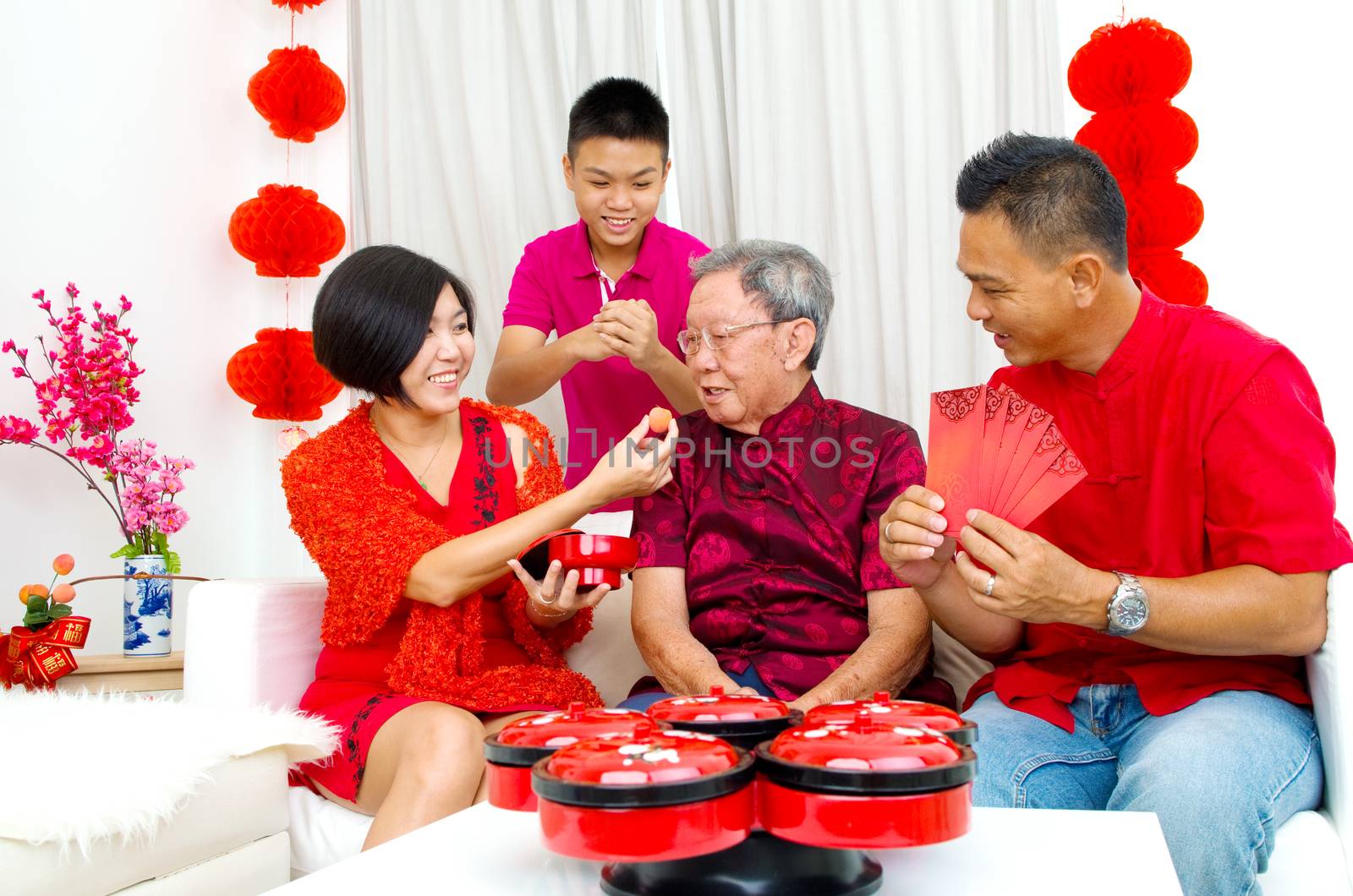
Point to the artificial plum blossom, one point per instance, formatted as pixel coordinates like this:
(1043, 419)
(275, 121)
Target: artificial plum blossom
(85, 403)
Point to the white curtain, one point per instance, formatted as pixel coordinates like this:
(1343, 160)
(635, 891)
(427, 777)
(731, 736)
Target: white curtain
(842, 126)
(835, 125)
(460, 112)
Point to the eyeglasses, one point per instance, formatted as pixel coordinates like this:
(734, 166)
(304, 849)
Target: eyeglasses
(716, 336)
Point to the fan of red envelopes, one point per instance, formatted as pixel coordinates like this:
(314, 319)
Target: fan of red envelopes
(994, 451)
(297, 94)
(1127, 74)
(281, 376)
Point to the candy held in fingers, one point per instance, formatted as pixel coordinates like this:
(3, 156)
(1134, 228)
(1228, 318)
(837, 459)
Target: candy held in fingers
(660, 418)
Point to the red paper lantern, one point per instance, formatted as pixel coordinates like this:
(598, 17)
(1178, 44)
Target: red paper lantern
(297, 94)
(297, 6)
(281, 376)
(1140, 61)
(1169, 276)
(1141, 141)
(1161, 213)
(286, 232)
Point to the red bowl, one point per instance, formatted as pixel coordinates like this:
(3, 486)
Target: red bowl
(897, 713)
(865, 785)
(512, 751)
(841, 821)
(599, 558)
(646, 799)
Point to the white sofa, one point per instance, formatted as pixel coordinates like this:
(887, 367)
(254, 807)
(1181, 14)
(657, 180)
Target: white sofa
(254, 642)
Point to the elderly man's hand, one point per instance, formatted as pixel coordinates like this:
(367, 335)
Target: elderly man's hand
(911, 538)
(1034, 580)
(629, 326)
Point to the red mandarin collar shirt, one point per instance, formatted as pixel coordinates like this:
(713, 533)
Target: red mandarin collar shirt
(778, 535)
(1204, 448)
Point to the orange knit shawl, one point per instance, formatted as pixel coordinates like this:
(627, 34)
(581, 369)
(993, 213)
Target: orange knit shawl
(365, 536)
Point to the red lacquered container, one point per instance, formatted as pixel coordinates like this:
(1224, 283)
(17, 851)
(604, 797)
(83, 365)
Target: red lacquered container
(651, 799)
(512, 751)
(897, 713)
(865, 785)
(743, 720)
(599, 558)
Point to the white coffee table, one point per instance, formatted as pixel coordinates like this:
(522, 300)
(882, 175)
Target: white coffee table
(1007, 851)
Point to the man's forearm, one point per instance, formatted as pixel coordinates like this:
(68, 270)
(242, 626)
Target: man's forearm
____
▶ **WORK TO DO**: Quote every line of the records above exactly; no picture is to be copied.

▶ **ANSWER TO THIS EXERCISE**:
Point to the artificial plum blossom, one point per instance, formatted as pixel coordinates like this:
(1043, 419)
(275, 121)
Target: artificial plum blossom
(85, 403)
Point to the white curtain, one point per instance, formatted as pixel coordinates like this:
(1343, 160)
(635, 891)
(427, 777)
(731, 736)
Target: white curtain
(842, 126)
(835, 125)
(460, 112)
Point to the eyeglasses, one point per instance, formatted as pixel coordinates like this:
(734, 166)
(304, 849)
Target: eyeglasses
(716, 336)
Point to the fan of red envelopes, one point per instance, formatted as pixel coordinates like this:
(314, 319)
Target: fan of red envelopes
(994, 451)
(297, 94)
(1127, 74)
(281, 376)
Point to the candy held in fingers, one point per instance, formatted as pixel coordinates like this:
(3, 156)
(1134, 228)
(1228, 318)
(837, 459)
Target: candy held in fingers
(660, 418)
Point to the red paper lantern, one point per instance, formatted as pixel coordinates like this:
(598, 17)
(1178, 44)
Target: red paper lantern
(297, 94)
(297, 6)
(281, 376)
(1140, 61)
(1169, 276)
(1141, 141)
(1161, 213)
(286, 232)
Point to the red bowl, one point per instance, formatted as pixel coordinates like this:
(3, 486)
Target: red bowl
(897, 713)
(865, 785)
(512, 751)
(841, 821)
(599, 558)
(646, 799)
Point to the white sofa, one point per instance, formatted as pixel coordinates like this:
(887, 367)
(254, 807)
(1181, 14)
(657, 180)
Target: white sofa
(254, 642)
Point to the elderly man's hand, one point per instance, formatted as pixel coordinates like this:
(367, 335)
Target: elderly man's hand
(911, 538)
(1034, 580)
(629, 326)
Point to the red mandarin collar shirt, one point per instance, formatted as pixel coordinates like this:
(713, 533)
Target: red mandarin collar shirt
(778, 535)
(1204, 448)
Point to the orange knit shawl, one point per instance, formatted as pixel coordinates like this:
(627, 34)
(581, 369)
(993, 213)
Target: orange knit shawl
(365, 536)
Point to the red lacquered container, one point per instance, formatted as pixel coordinates like this:
(1224, 283)
(17, 851)
(604, 797)
(83, 365)
Target: red lacquered container
(651, 799)
(512, 751)
(897, 713)
(865, 785)
(743, 720)
(599, 558)
Point to the white coffee table, one point per instance, formatted as pixel coordinates like this:
(522, 300)
(882, 175)
Target: white coffee table
(1007, 851)
Point to the man's forearm, one point per instance, formatted as pixel coordinates like this:
(68, 270)
(242, 626)
Target: man's forearm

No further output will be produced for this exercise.